### Given request
Return each line of the items below that contains the word "nose", matching its case exactly.

**** Supplied entries ****

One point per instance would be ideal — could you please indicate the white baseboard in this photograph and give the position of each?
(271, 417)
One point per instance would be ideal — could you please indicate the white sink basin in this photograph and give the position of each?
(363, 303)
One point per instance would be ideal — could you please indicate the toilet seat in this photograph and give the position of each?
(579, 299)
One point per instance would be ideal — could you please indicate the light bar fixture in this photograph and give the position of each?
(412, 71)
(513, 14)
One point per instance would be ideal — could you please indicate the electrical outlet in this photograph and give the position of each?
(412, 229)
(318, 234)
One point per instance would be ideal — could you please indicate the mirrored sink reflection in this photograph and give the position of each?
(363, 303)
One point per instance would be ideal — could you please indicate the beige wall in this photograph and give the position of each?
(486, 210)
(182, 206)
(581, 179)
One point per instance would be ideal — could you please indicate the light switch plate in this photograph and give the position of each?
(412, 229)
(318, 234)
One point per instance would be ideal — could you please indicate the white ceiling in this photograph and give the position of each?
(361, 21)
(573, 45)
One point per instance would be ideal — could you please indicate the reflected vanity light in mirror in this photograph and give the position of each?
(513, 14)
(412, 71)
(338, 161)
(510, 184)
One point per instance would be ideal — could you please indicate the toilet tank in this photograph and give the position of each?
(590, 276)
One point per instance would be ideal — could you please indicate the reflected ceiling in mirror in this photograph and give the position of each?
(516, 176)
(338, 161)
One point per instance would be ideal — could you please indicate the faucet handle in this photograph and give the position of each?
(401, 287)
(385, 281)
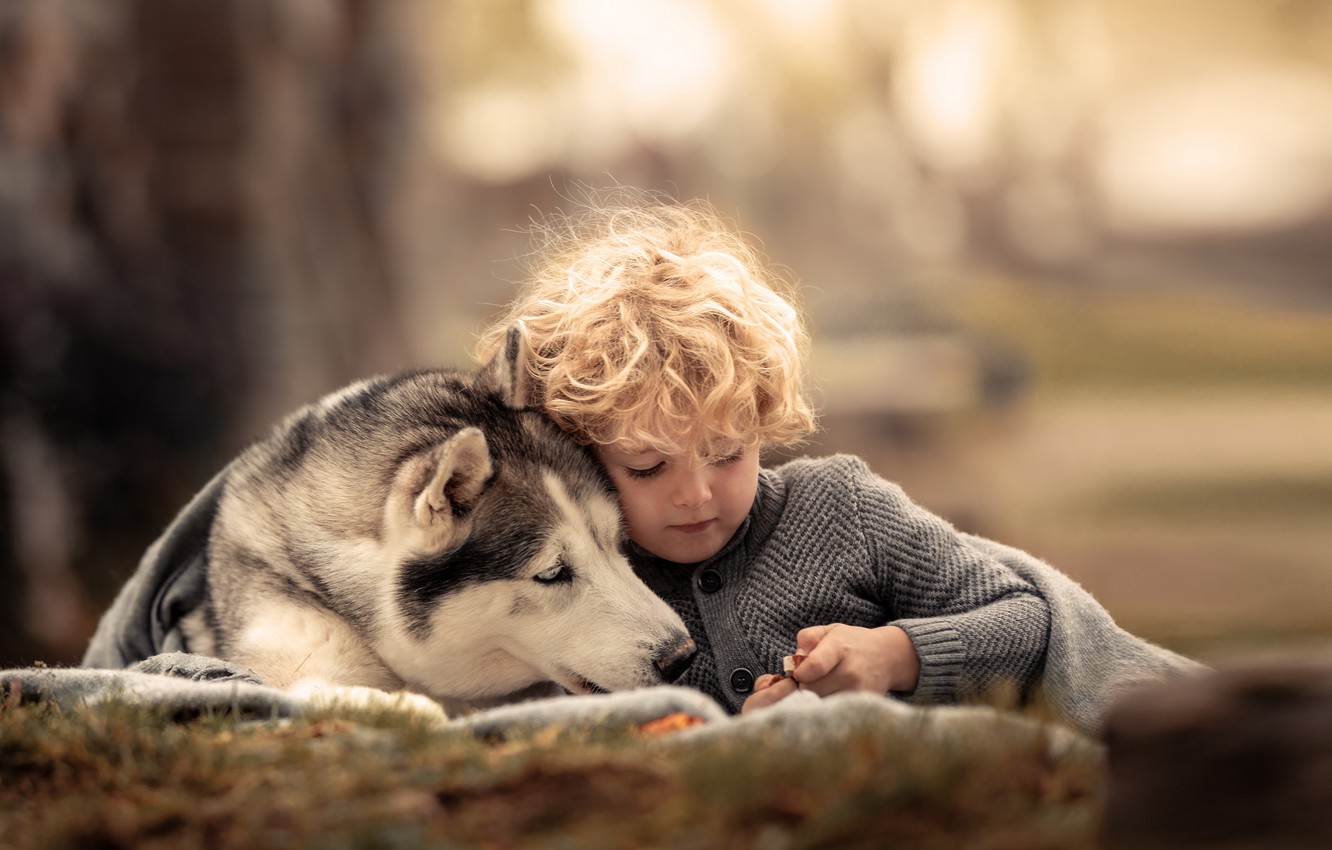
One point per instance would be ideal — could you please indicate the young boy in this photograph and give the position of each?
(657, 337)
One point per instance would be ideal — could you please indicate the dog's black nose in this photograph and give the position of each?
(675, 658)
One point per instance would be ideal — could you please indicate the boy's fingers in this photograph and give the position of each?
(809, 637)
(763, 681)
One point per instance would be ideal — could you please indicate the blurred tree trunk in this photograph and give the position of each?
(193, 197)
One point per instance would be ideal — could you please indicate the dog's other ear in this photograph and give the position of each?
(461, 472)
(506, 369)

****
**** Supplied entries ****

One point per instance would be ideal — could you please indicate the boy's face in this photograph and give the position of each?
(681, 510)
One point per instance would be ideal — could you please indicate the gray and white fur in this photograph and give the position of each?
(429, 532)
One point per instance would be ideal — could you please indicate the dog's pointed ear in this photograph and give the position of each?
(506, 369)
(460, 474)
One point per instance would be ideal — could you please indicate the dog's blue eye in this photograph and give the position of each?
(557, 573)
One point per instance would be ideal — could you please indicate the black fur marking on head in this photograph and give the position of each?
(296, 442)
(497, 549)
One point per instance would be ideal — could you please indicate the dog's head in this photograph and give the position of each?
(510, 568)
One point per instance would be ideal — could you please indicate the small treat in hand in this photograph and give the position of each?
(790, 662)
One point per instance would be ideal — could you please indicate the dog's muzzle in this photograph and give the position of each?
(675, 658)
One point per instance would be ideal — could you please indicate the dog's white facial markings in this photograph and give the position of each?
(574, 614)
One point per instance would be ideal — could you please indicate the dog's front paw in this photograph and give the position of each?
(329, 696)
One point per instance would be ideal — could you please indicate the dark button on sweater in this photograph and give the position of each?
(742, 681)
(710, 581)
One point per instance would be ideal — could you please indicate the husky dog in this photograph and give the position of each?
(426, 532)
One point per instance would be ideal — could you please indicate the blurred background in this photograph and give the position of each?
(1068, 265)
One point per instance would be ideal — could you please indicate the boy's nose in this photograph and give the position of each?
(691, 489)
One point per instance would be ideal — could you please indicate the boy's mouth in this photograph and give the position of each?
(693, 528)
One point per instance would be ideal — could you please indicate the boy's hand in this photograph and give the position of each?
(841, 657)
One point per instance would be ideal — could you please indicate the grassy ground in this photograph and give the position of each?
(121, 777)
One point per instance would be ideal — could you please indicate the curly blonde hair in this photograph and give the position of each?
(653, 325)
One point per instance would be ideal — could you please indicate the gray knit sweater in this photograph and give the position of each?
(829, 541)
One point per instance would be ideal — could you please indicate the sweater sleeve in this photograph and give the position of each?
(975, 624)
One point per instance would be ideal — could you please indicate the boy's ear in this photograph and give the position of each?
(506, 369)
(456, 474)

****

### Response
One point per instance would be ideal — could you please indicate the dog's black nose in this photograph and give the position of each?
One point per instance would be ideal — could you please indicate the boy's nose in this photograph and give the position of each?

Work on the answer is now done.